Please list every pair of opposites named in the bulleted list of the passage on non-duality below.

Passage —
>> start

Logion 113 reinforces this: "The kingdom of the Father is spread out upon the earth, and men do not see it".12 The "Second Coming" is not a descent of a being from the clouds, but an ascent of human consciousness to recognize the divine saturation of the present moment.

3.1.2 The Mechanism of "Making the Two One"

The soteriology of Thomas is centered on the concept of Non-Duality. The human condition is characterized by fragmentation: we are divided into male and female, inner and outer, spirit and matter. This division is the source of "poverty" (ignorance).

Logion 22 articulates the methodology of salvation:

"When you make the two one, and when you make the inside like the outside and the outside like the inside, and the above like the below... then will you enter the kingdom".19

This saying employs the language of the "coincidentia oppositorum" (coincidence of opposites). The "Christ state" is the integration of these dualities.

  • Inside/Outside: The collapse of the subject-object distinction. The observer is the observed.
  • Above/Below: The Hermetic realization that the microcosm (human) mirrors the macrocosm (divine).
  • Male/Female: The return to the Androgyne, the primordial state of wholeness before the differentiation of the sexes (symbolizing the division of unity into duality).

>> end

Coordinate annotation items:
>> start

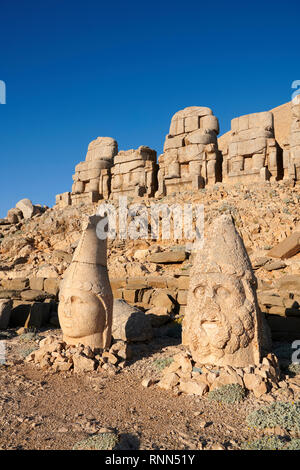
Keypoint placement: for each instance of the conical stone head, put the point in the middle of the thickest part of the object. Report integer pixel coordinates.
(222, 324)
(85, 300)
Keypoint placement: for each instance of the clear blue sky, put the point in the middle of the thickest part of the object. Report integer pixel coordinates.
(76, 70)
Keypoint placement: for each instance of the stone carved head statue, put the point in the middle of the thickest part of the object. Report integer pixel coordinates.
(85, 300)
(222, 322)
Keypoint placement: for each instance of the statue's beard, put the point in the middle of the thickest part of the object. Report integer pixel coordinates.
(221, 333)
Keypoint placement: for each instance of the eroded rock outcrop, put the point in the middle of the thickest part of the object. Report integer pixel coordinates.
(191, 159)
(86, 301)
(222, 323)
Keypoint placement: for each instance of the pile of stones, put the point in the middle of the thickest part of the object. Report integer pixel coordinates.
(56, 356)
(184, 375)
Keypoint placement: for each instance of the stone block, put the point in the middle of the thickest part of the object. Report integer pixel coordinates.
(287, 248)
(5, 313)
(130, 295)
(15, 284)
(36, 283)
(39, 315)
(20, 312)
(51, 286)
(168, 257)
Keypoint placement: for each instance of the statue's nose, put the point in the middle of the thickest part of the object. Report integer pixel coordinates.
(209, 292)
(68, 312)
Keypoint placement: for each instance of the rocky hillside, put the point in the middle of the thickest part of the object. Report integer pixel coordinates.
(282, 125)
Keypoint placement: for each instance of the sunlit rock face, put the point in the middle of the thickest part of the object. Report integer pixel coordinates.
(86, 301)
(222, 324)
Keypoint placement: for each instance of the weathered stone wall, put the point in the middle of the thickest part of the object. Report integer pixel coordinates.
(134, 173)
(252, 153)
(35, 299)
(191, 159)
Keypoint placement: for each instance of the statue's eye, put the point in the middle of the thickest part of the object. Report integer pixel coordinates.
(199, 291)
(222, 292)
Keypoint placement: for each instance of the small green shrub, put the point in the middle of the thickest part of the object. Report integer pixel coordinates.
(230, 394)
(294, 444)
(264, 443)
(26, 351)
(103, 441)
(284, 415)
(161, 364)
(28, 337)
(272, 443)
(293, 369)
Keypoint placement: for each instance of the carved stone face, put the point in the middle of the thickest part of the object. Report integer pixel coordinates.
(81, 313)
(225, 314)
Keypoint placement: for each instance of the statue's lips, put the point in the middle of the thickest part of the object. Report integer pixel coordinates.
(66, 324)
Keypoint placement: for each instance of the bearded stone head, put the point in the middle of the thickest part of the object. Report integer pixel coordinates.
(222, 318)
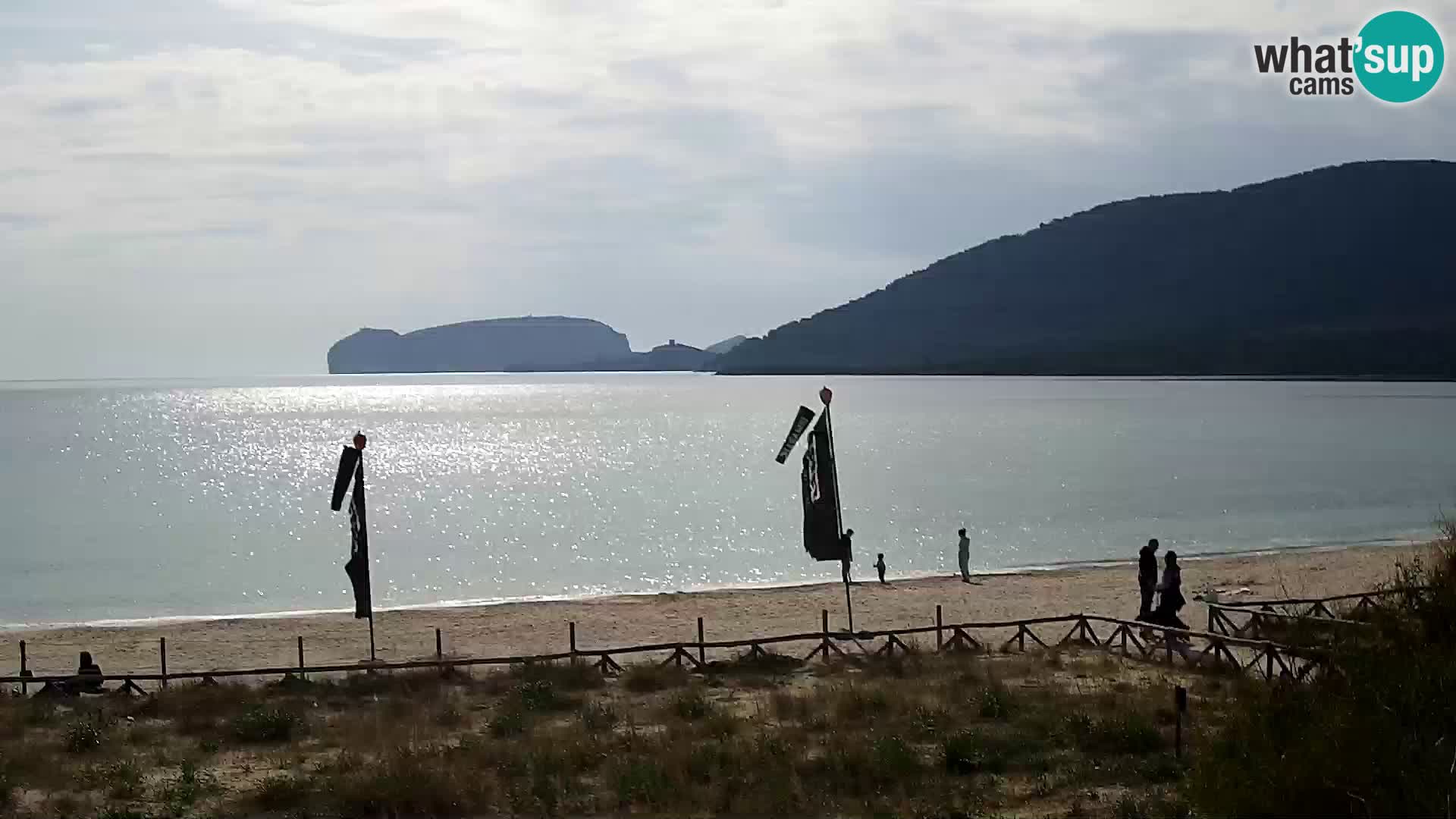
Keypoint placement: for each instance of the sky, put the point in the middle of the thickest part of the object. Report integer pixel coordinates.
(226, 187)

>> end

Output for this task —
Inside/Outside
Above/Below
Male/Female